The request: Show every line of the data that contains the word "white", treating case as significant.

Records:
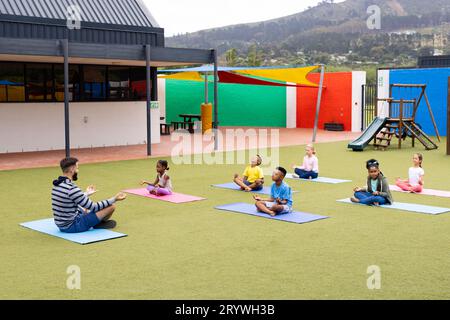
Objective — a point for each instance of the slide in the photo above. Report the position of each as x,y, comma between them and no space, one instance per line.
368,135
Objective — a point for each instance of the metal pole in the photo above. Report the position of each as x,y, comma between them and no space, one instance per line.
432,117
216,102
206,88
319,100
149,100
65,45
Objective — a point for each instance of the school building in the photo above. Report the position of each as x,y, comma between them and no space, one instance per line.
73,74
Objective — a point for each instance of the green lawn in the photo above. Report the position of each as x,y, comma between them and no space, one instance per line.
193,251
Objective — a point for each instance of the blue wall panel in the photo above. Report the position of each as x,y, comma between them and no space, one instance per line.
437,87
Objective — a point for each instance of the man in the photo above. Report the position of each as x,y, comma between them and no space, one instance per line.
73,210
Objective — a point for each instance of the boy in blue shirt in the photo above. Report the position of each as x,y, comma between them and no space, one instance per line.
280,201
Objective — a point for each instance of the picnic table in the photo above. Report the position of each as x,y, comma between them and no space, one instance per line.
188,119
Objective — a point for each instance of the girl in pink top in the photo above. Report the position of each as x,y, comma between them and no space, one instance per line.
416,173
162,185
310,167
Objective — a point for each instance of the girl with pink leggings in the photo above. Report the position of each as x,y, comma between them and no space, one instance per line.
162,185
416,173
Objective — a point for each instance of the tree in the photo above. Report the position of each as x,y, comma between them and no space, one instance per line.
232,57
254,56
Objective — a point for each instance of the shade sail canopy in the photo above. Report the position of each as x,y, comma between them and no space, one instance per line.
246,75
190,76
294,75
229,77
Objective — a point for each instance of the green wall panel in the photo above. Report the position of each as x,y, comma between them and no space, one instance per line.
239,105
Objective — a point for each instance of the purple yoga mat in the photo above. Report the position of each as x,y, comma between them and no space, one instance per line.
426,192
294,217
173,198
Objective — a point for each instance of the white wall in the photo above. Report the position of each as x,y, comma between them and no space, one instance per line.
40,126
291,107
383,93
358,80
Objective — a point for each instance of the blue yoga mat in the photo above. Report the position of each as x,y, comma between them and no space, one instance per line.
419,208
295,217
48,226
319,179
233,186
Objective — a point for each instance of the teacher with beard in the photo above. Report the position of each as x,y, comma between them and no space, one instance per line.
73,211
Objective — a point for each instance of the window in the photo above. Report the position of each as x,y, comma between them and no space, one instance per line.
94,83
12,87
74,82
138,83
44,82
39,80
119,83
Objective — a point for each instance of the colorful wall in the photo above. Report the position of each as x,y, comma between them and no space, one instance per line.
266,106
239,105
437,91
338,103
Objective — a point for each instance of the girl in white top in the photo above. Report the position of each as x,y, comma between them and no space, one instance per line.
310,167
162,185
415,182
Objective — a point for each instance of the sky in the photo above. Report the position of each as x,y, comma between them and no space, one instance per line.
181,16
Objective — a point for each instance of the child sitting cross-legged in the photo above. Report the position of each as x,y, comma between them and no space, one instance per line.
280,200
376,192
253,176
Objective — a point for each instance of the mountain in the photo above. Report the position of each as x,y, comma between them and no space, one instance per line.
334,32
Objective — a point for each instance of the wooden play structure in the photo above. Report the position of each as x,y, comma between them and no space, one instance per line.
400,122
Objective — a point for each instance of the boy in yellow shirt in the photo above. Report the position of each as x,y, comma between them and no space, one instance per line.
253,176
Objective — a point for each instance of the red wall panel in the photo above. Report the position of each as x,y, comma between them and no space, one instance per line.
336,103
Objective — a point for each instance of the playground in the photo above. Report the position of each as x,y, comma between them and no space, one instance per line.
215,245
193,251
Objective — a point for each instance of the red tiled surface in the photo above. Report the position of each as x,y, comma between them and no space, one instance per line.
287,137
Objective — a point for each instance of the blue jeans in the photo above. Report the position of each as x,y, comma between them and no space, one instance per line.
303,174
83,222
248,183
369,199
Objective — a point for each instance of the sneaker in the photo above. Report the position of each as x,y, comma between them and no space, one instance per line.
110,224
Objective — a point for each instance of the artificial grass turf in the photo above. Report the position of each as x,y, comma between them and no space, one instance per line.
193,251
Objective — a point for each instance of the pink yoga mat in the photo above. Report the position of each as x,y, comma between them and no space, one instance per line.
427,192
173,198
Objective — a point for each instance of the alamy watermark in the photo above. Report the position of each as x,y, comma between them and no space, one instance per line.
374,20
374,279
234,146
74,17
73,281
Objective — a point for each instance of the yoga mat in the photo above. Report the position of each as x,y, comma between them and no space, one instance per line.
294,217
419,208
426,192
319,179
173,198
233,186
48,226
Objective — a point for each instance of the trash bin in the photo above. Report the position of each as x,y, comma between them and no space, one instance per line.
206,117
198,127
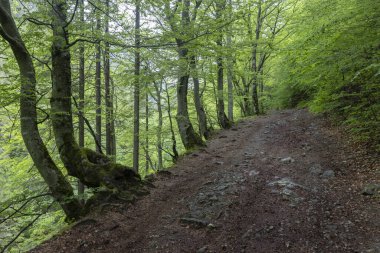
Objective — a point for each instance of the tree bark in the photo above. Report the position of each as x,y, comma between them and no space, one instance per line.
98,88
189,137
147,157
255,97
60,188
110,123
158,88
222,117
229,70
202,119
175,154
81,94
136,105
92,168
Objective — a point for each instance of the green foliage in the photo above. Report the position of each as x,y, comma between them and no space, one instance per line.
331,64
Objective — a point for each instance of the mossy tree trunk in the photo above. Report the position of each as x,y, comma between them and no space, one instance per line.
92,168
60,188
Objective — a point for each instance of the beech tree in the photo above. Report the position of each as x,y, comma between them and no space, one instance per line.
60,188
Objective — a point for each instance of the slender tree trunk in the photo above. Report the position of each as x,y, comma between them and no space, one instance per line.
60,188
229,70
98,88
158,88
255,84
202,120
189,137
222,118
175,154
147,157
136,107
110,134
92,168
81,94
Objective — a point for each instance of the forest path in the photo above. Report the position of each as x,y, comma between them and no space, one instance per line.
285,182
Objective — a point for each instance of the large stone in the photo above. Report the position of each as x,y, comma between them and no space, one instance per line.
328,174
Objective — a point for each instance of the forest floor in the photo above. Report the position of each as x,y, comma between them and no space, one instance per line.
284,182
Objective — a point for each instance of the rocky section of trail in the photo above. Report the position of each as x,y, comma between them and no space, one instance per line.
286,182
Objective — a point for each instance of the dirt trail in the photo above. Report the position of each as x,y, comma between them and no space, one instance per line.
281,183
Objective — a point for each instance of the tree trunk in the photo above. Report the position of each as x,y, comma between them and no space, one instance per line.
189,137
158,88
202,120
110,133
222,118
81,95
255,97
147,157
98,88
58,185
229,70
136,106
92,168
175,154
==
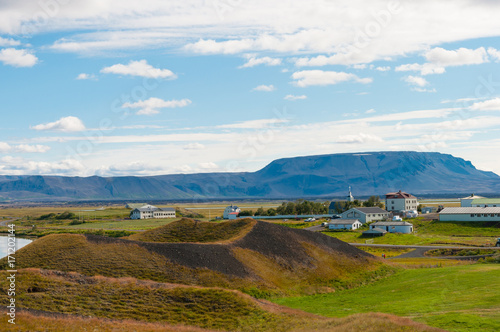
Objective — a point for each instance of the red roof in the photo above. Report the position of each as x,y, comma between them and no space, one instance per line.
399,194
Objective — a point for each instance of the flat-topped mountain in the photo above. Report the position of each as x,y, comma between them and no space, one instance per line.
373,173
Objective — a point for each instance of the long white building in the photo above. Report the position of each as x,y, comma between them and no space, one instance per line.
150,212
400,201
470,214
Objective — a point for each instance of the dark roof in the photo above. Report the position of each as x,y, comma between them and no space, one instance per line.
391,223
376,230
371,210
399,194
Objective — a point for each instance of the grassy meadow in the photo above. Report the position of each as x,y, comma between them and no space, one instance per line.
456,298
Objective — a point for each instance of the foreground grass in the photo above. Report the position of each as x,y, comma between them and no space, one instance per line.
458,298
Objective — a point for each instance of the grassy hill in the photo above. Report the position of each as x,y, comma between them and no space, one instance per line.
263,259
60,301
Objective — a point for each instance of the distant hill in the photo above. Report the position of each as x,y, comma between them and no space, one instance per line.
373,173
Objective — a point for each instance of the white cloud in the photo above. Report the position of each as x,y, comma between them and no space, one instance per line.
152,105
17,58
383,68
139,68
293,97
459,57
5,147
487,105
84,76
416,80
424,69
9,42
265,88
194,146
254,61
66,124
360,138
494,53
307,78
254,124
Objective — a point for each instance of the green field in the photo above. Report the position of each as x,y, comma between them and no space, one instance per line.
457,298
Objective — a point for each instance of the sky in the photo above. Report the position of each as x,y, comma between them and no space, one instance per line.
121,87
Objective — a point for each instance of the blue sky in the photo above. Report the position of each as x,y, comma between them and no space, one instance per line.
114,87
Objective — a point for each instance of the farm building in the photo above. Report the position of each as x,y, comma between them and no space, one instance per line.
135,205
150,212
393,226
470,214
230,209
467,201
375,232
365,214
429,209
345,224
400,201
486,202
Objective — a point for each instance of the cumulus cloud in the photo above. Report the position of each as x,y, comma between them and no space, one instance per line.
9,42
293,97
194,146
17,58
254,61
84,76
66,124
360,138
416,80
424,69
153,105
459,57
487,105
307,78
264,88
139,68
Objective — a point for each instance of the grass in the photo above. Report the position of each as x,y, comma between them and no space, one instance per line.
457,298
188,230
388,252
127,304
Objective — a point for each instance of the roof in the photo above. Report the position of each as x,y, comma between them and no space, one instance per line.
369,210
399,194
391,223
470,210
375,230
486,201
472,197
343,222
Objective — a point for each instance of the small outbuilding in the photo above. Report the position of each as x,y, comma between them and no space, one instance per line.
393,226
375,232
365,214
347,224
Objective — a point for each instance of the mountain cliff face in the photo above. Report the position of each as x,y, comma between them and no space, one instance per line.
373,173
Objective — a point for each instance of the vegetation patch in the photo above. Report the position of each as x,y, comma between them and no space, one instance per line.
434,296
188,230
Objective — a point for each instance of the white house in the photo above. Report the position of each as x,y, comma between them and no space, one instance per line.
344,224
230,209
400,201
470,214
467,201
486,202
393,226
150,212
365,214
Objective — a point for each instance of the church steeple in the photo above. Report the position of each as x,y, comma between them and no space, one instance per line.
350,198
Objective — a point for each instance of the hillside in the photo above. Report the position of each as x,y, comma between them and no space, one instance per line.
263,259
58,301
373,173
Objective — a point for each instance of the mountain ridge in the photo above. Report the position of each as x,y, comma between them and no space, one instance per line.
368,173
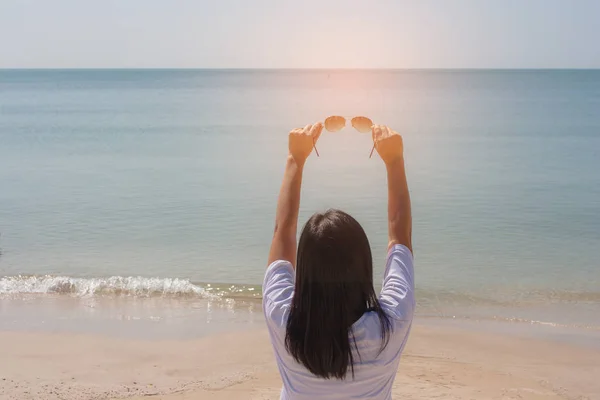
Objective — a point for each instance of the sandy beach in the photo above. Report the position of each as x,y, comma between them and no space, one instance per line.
...
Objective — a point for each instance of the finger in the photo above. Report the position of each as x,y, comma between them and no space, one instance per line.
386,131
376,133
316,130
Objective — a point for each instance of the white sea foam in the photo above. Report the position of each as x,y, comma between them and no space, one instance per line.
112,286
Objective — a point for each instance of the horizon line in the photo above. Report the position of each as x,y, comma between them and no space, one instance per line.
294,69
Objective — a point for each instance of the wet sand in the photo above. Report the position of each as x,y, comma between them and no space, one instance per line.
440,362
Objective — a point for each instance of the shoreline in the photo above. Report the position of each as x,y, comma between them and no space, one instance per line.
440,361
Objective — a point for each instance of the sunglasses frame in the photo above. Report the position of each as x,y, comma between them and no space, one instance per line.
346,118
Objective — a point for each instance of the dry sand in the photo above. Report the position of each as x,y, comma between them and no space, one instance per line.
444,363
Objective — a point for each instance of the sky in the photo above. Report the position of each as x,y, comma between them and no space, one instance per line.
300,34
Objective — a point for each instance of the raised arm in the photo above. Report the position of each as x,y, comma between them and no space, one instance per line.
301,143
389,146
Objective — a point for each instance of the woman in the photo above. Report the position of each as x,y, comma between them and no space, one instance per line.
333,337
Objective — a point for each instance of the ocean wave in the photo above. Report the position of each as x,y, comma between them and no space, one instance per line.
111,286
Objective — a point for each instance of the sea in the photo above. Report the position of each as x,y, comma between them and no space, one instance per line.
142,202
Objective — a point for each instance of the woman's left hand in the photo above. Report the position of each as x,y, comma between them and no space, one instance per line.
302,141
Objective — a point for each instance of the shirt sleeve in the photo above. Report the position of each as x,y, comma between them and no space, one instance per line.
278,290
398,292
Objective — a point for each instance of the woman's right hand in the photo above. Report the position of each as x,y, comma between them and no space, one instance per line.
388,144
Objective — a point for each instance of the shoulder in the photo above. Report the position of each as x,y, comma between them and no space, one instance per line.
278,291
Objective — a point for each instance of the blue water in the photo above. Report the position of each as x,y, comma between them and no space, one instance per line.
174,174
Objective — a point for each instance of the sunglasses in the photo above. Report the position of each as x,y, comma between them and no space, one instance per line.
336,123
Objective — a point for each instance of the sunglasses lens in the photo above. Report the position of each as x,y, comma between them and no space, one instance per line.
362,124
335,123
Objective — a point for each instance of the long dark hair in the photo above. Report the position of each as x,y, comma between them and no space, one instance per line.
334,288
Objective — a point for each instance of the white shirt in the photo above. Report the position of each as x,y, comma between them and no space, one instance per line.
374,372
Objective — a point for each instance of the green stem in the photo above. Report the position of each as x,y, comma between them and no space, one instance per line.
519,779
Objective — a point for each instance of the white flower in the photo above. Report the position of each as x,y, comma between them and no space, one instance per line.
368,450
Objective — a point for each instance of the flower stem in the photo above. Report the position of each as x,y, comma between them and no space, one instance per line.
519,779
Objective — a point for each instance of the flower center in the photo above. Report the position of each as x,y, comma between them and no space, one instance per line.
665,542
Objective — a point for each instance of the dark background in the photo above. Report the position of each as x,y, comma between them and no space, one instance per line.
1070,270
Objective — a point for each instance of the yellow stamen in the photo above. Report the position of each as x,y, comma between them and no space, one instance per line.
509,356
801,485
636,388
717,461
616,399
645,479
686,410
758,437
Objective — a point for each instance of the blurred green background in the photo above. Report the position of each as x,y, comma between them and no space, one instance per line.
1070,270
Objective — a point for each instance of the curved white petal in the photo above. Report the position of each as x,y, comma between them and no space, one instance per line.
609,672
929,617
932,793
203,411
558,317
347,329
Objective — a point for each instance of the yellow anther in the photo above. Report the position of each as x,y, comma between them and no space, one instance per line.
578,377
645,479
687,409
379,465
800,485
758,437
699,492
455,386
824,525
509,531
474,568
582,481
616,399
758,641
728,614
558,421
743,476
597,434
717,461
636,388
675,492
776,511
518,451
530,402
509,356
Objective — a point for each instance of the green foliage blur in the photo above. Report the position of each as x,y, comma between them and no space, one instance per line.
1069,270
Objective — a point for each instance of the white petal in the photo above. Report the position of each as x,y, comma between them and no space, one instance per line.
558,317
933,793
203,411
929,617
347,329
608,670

Answer to this task:
Objective — a point for each instance of the white wall in the photo above. Report the position of each as x,y, comma between them and no space, one instance per line.
Objective — a point for each instance of the girl in white top in the photo above. Report the position of each as x,y, comma between them and no space, one instance per line.
Objective — a point for each instance of the long white building in the photo above. Report the position of each as x,y, comma between them and no space, one instance per line.
Objective — a point for each instance of the white cloud in the photo above. Report the position of each as x,y, comma between them and no space, one instance per line.
Objective — a point for each instance of the white house in the photo above. Report the position of each as x,y, comma between them and no space, one instance per line.
Objective — a point for each instance of the white sea foam in the photo above. Report the position of each as x,y, comma between them and no space, one instance per line.
Objective — a point for each instance of the white shirt in the photo above. Report the position of each as x,y, comma between them and no space, one instance per line.
Objective — a point for each instance of the white flower in the photo above. Report the position of each as x,y, comma between them and no space, one instance per line.
Objective — a point for each instance of the curved white petal in the photo above. Report the position of each as x,y, comma between them and no space, one instance per line.
Objective — a point for each instance of the white petal in the photo above. Report the position of each as x,y, comma between them and no space, one instance per line.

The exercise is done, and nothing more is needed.